-- DATASET RECORDS --
------------------------
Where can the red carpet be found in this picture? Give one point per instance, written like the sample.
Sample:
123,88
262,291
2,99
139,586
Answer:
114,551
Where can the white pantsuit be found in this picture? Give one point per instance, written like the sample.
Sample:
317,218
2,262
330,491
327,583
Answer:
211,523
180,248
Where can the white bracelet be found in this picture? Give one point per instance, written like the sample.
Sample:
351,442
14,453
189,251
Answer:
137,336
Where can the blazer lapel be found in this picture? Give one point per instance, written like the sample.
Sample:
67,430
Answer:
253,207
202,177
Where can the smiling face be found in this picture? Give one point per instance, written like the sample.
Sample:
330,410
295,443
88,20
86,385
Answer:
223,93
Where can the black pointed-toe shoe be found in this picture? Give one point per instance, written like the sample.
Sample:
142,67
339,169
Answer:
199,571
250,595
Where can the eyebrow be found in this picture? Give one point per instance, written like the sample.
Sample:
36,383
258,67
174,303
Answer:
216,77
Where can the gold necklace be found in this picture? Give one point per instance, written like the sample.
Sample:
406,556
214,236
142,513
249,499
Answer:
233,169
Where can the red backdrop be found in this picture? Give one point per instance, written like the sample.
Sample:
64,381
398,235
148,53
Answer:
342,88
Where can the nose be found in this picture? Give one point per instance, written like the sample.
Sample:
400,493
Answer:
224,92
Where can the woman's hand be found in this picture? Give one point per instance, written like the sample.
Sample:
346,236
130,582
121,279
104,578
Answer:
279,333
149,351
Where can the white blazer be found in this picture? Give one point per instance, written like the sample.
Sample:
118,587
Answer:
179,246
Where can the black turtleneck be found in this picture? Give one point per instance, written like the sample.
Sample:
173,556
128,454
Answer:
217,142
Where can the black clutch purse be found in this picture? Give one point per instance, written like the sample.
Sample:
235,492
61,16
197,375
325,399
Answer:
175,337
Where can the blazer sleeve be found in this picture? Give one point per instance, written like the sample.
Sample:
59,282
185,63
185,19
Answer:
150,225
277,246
------------------------
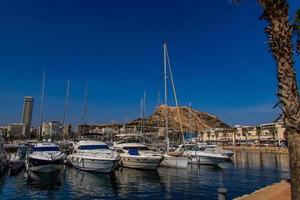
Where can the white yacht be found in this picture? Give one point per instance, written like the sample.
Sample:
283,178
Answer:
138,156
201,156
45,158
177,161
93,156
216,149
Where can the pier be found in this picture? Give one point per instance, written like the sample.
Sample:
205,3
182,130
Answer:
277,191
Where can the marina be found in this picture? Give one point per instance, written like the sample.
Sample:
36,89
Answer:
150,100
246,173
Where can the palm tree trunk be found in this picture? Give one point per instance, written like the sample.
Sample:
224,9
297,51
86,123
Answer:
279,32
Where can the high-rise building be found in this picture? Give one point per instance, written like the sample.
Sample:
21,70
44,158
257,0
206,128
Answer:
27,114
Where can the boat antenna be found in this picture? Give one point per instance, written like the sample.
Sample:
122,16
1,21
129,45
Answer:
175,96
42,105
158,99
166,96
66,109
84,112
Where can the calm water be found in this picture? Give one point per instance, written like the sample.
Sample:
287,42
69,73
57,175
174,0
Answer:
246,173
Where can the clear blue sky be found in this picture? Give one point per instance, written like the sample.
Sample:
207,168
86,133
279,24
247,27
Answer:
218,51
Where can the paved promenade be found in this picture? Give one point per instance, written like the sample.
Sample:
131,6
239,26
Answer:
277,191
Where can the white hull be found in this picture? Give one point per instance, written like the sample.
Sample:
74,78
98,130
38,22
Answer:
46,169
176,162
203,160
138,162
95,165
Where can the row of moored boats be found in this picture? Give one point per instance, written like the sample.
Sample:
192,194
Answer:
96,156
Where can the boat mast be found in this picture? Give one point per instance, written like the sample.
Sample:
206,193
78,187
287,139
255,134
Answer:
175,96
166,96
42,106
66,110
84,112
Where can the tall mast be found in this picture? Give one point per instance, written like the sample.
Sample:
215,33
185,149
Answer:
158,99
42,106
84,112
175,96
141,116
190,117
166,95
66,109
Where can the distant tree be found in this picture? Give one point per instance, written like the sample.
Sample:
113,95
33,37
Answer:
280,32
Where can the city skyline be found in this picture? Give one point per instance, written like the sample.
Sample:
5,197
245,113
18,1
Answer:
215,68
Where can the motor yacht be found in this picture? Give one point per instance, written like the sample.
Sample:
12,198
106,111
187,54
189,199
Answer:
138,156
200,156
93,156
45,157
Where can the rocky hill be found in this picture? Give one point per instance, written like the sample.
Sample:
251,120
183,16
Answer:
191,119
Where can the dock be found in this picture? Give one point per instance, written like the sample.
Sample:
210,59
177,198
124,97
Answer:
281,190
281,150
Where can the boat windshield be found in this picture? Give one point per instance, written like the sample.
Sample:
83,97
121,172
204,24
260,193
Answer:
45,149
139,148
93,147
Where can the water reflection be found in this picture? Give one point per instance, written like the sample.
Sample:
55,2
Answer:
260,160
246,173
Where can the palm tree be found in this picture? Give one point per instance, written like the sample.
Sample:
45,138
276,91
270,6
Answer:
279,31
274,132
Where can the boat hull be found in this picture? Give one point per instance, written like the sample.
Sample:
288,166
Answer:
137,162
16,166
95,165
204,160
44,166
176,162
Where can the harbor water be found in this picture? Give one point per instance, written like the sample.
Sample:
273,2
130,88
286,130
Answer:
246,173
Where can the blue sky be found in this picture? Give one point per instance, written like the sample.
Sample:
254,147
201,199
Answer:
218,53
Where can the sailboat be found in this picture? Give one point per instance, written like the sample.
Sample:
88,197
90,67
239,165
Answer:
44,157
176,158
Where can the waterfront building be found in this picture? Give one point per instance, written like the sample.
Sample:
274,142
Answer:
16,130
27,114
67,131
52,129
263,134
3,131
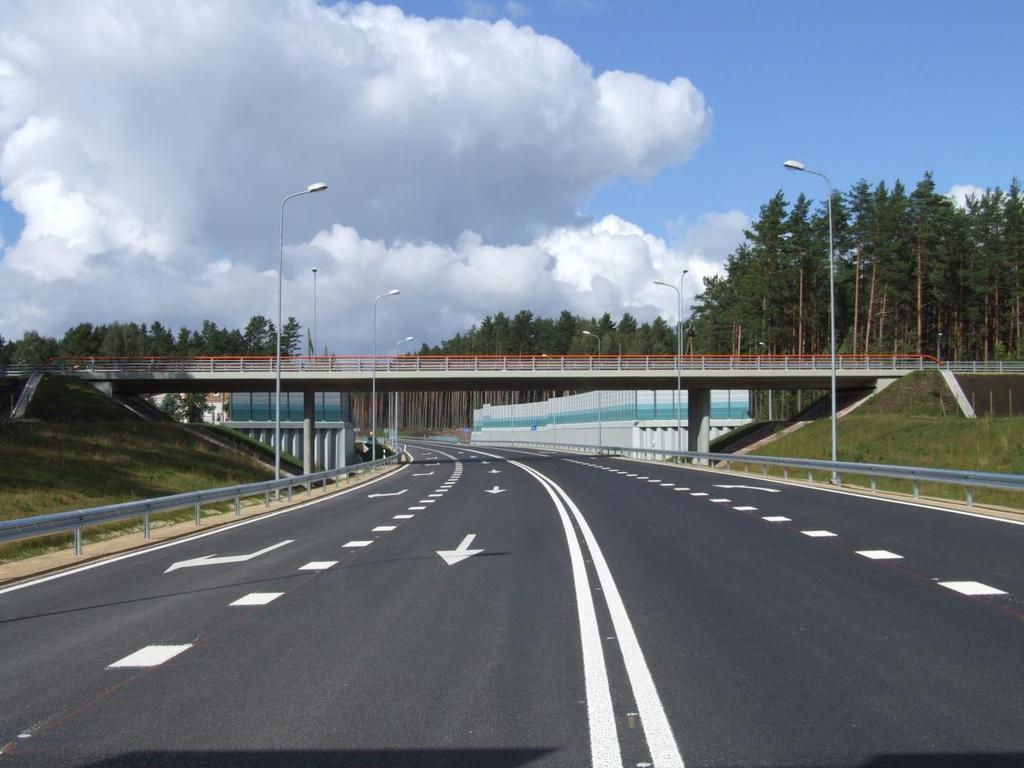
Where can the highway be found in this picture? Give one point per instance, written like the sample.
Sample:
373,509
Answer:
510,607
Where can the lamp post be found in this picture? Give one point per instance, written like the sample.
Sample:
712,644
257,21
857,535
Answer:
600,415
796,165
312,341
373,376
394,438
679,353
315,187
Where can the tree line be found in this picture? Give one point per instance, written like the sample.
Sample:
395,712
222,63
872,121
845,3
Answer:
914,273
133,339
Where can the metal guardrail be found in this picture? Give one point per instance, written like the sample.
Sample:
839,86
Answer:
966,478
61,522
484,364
------------------------
Return each line above that contains the string "blazer", matching case.

Where can the blazer lapel be found in this picture? Give one point per instance, written like the sample.
Where can the white blazer be found in this picture? Give one point per instance, written like the sample.
Where can the blazer sleeve be found in this picture? Give one point per instance, written like the sample.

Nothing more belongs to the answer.